**Stated exercise**.
Reproduce the records from the line with "Place one keypoint on each instance of the arched" through the last line of the records, inclusive, requests included, offsetting each point coordinate in the answers by adding 110 to it.

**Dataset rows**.
=======
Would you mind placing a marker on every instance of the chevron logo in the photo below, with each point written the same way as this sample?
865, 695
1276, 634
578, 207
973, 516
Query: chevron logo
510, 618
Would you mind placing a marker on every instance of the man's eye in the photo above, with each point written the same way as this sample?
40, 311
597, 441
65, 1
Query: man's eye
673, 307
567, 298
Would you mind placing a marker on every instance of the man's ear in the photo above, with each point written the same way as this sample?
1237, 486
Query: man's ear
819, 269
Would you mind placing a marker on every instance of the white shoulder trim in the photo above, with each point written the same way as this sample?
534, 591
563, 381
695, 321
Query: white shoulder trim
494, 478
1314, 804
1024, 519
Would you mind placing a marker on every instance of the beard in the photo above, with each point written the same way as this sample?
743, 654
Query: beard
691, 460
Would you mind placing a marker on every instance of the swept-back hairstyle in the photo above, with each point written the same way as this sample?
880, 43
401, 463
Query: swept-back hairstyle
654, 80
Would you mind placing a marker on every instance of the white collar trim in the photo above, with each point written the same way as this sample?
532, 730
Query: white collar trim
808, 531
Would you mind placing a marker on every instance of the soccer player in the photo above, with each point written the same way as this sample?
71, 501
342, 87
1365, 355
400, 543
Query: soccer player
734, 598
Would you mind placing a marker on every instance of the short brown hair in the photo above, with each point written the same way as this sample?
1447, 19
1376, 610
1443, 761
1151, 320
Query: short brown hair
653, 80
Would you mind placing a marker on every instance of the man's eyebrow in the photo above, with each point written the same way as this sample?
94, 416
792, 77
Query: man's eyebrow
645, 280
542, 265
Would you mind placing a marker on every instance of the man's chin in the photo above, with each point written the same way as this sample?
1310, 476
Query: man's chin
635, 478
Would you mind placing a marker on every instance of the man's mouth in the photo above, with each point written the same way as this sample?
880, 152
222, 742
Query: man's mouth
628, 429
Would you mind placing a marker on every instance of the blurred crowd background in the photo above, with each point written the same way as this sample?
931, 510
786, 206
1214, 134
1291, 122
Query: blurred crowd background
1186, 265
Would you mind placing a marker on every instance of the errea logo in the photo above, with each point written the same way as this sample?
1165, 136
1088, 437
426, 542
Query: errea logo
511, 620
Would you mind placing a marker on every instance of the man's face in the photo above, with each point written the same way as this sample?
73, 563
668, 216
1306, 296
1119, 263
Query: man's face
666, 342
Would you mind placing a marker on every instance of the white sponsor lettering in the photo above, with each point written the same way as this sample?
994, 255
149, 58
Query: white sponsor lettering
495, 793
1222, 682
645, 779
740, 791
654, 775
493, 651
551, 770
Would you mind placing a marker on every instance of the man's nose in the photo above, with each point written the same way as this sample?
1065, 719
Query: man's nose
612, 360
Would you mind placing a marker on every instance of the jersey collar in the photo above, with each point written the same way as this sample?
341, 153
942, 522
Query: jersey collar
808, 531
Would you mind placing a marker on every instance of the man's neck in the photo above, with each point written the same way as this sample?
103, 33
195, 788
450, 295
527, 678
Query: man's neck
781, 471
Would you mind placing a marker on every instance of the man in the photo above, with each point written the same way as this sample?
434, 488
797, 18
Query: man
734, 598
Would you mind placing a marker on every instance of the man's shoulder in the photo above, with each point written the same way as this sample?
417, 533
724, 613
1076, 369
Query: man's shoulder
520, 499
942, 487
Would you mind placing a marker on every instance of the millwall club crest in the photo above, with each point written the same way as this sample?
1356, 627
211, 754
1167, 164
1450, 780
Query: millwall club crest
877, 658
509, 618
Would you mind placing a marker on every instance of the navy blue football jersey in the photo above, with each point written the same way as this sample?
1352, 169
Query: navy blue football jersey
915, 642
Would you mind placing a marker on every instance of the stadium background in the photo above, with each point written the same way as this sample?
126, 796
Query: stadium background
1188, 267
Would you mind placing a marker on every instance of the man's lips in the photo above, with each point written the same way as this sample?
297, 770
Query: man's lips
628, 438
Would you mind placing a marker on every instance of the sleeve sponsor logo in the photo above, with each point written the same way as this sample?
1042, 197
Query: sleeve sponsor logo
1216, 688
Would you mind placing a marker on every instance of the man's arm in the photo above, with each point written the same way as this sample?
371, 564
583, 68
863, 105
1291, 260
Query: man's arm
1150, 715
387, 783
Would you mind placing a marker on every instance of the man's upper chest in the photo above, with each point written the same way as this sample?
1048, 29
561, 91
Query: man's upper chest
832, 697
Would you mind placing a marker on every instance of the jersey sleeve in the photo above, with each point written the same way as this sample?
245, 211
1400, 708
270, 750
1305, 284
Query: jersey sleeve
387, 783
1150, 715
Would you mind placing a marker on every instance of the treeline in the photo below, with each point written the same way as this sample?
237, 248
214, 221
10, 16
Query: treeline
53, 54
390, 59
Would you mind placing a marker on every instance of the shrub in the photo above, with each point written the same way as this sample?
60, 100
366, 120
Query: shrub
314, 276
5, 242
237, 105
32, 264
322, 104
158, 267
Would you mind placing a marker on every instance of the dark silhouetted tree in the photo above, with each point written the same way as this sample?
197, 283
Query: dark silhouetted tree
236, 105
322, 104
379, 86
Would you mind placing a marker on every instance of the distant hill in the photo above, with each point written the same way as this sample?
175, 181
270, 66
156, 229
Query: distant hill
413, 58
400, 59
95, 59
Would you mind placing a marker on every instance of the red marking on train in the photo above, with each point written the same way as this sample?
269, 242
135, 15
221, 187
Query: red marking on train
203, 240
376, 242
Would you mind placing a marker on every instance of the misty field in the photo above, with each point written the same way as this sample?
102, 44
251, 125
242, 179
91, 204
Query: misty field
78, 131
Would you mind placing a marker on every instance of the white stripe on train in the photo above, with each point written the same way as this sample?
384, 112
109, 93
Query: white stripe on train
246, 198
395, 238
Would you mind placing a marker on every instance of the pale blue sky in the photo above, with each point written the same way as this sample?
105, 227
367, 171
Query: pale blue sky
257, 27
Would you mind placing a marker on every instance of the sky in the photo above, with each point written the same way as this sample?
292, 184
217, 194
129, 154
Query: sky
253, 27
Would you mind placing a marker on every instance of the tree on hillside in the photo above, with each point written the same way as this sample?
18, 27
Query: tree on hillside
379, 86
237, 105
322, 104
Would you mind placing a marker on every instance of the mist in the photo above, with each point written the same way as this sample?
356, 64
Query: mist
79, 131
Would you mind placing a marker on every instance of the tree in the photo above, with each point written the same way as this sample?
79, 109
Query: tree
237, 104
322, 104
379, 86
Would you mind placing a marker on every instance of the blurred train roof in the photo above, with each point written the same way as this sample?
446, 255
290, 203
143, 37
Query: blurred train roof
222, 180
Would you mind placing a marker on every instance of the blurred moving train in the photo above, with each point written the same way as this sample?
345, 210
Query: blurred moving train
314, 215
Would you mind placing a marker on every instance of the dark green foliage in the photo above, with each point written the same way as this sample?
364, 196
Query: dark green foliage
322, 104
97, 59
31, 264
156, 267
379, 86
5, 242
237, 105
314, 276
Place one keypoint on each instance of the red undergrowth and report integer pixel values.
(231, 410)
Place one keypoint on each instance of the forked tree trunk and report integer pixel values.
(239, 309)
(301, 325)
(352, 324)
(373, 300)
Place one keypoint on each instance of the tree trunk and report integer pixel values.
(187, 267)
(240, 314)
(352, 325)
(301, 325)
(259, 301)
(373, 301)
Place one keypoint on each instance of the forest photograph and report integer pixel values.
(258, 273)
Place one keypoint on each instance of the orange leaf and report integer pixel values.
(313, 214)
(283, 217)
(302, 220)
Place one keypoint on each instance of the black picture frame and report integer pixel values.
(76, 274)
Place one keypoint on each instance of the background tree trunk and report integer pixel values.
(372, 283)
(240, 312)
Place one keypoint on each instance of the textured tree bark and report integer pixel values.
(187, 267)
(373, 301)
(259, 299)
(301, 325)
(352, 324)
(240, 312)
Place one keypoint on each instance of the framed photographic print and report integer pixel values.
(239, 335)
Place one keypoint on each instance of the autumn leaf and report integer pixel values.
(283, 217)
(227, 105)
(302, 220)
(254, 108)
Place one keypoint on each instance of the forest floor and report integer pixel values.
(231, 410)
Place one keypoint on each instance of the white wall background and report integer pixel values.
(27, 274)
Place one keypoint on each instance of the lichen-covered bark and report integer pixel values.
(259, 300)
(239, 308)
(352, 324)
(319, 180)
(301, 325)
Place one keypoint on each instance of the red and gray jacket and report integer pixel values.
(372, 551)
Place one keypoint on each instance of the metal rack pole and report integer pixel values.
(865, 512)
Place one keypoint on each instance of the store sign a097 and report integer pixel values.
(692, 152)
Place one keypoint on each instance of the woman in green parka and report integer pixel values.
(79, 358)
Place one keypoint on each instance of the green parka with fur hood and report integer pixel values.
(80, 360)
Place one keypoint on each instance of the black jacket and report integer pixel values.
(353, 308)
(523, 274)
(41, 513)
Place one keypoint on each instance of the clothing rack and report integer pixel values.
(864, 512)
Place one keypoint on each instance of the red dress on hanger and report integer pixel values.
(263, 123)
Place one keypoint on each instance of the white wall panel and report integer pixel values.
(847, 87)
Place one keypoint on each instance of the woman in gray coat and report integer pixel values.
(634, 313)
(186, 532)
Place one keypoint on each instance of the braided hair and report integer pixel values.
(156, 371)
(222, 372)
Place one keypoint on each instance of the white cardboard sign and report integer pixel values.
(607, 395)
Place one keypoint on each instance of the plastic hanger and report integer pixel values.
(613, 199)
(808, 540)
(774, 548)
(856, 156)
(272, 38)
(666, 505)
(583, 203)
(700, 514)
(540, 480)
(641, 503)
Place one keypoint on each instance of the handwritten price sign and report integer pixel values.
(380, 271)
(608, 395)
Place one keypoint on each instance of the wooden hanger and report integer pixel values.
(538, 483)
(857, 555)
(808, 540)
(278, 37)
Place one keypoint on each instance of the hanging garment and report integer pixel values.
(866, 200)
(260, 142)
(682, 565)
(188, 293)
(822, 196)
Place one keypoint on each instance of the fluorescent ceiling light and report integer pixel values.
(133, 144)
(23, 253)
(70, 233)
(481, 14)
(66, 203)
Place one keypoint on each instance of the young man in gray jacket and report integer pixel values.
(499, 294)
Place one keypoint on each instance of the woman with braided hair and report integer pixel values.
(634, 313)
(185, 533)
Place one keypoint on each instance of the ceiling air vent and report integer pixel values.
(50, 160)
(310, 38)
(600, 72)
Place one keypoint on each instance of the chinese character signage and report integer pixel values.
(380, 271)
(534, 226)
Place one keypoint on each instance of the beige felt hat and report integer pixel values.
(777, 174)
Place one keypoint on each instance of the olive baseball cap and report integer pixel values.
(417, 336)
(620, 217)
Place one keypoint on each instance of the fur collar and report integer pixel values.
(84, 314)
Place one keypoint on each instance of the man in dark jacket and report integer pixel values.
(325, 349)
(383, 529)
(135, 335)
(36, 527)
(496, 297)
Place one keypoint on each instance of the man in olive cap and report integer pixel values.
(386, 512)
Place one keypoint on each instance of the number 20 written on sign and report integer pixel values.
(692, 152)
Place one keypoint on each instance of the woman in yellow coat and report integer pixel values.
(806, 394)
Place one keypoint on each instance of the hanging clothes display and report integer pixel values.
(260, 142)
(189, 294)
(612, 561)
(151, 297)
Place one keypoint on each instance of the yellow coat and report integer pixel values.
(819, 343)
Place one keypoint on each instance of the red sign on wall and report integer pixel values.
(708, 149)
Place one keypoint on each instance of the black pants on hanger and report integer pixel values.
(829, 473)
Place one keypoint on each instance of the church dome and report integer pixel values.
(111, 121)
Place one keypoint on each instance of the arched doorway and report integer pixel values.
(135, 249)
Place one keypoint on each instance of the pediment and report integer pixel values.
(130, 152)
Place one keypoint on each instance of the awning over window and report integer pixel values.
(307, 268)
=======
**Written response**.
Place one keypoint on each instance of the arched doorway and report integer pixel values.
(245, 359)
Place one keypoint on each instance of the pediment and report integer pixel values.
(240, 262)
Place one keypoint on each instance of the awning over window and report integer pixel values.
(417, 378)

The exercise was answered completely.